══ SUPPLIED DATA

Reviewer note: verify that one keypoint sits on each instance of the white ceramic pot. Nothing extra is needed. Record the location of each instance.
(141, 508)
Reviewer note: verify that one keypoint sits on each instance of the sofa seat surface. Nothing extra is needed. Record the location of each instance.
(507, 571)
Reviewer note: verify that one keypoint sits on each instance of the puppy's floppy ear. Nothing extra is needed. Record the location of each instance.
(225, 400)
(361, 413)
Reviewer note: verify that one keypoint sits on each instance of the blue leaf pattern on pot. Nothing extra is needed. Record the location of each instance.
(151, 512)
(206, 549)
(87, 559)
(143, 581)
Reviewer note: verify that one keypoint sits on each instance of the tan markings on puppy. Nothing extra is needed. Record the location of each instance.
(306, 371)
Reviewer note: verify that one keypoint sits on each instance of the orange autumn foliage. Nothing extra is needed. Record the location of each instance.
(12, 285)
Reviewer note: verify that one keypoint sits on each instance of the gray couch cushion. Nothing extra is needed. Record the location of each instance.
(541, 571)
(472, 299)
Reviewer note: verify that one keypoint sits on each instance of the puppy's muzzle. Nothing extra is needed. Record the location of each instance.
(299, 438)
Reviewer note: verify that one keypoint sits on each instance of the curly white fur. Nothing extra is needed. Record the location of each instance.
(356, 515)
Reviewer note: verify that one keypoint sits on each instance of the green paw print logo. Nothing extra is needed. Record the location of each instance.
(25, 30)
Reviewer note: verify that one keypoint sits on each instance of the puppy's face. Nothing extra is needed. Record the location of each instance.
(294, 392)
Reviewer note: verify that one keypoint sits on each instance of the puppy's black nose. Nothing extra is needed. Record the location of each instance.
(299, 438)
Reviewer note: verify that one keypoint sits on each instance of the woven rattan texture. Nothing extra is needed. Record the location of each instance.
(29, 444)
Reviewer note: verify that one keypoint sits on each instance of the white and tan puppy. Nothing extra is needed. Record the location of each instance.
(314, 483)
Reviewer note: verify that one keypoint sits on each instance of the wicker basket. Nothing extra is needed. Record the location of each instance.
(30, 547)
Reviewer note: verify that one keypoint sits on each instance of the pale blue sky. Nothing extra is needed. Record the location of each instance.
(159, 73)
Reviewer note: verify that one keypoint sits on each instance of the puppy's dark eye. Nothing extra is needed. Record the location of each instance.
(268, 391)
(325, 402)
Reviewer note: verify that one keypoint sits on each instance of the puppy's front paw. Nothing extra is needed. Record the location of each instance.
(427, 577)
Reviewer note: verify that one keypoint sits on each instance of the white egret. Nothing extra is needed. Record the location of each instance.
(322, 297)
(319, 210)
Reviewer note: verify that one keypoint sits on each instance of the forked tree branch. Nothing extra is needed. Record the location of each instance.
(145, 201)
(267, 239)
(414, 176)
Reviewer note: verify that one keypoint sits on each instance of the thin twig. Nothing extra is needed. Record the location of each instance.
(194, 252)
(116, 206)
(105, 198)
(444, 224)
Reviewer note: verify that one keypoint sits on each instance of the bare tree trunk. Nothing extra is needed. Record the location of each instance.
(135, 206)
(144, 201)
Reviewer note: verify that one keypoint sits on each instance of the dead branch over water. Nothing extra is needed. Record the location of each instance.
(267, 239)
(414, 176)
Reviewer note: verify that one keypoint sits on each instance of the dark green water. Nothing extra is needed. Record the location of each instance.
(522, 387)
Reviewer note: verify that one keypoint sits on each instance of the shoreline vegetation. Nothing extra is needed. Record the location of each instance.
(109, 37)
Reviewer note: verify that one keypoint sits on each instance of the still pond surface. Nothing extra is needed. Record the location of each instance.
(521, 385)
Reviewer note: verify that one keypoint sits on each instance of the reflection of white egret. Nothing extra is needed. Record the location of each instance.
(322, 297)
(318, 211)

════

[ACTIVITY]
Give back the whole listing exactly as it reads.

[RESPONSE]
Reviewer note: verify that one keypoint sits on each instance of the white ceramic pot. Nothing extra is needed. Record the location of each instance.
(141, 508)
Reviewer note: verify that one keypoint sits on each instance of the sofa seat surface. Nothing extra is needed. Record the location of each instance.
(507, 571)
Reviewer note: verify that one keypoint sits on each instance of the puppy's floppy ear. Nothing extra is needed. Record the location of each instance.
(225, 400)
(361, 413)
Reviewer note: verify that one keypoint sits on each instance of the blue leaf pattern on pot. Nothing extra is needed. Record the location of each instance.
(151, 512)
(206, 549)
(87, 559)
(143, 581)
Reviewer note: verify that one keypoint sits on each instance of the tan markings on puppy. Nothing extra is needed. Record the location of each instance.
(306, 371)
Reviewer note: verify that one keypoint sits on each instance of the orange autumn foliage. Nothing extra is needed. Record the location of each instance.
(12, 285)
Reviewer note: verify that one keypoint sits on each instance of the gray couch cushion. Nothing extra is needed. Record the location of each instance.
(541, 571)
(472, 299)
Reviewer note: verify that one keypoint sits on each instance of the puppy's muzzle. Nothing extra is needed. Record the location of each instance.
(299, 438)
Reviewer note: verify that one keypoint sits on each instance of the curly white fur. Nothing extra is needed. Record the location of each instance.
(356, 515)
Reviewer note: verify that one keypoint sits on each instance of the green paw print logo. Nothing extra is needed. Record the location of each instance.
(25, 30)
Reviewer note: verify that one keypoint sits on each instance of the puppy's face. Nothing extra is needed. Record the location of each instance.
(294, 392)
Reviewer note: verify that one keypoint sits on each instance of the puppy's black nose. Nothing extra is needed. Record the location of each instance.
(299, 438)
Reviewer note: verify that one keypoint sits on each instance of the woven rattan texture. Nothing extra is needed. Record the location of each instance.
(29, 444)
Reviewer note: verify that one keypoint sits on each instance of the white and tan puppy. Nothing extra is needed. Record the location of each instance.
(314, 483)
Reviewer note: verify that one keypoint sits on each instance of the wicker basket. Nothing extra is needed. Record the location of each instance.
(30, 547)
Reviewer note: verify that one keypoint sits on each instance of the pale blue sky. Nothing extra is needed. Record the location of each instance.
(159, 73)
Reviewer note: verify that one keypoint sits on each instance of the puppy's dark eye. Nothing extra is needed. Record the location of each instance.
(268, 391)
(325, 402)
Reviewer note: verify that one keypoint sits on each instance of the puppy's front paw. Nothing extra is needed. Record the location of each instance.
(427, 577)
Reviewer note: verify that one keypoint sits on each instance of the white egret. Nothing extra is needed. Record the location of each instance.
(322, 297)
(319, 210)
Reviewer note: verify that one keypoint sits on each instance of the forked tree branch. Nothing extra is needed. Record the location of each instance.
(145, 201)
(267, 239)
(414, 176)
Reviewer note: verify that one keypoint sits on each instance of the thin twig. Nothing extra is needed. Record the location of each instance.
(194, 252)
(116, 206)
(105, 198)
(444, 224)
Reviewer note: verify that one keypoint sits on each instance of the bare tree trunk. Nothing extra is needed. Record the location of each instance.
(135, 206)
(144, 201)
Reviewer note: verify that one keypoint sits on each instance of the dead branch over water. Nothing extra is needed. Record the location of each instance.
(267, 239)
(414, 176)
Reviewer note: verify that one keypoint sits on each instance of the dark green water. Nothing extra is needed. Record the location of each instance.
(522, 387)
Reviewer note: verify that one keypoint sits on each instance of the shoreline vegetation. Nothing extra is needed. Record the location of each instance.
(109, 37)
Reviewer note: verify that one keypoint sits on each instance of the still pond surface. Nothing extra is needed. Record the location of each instance.
(521, 385)
Reviewer note: verify that one keypoint sits on each instance of the reflection of white egret. Nothing extra is needed. Record the location of each instance.
(322, 297)
(318, 211)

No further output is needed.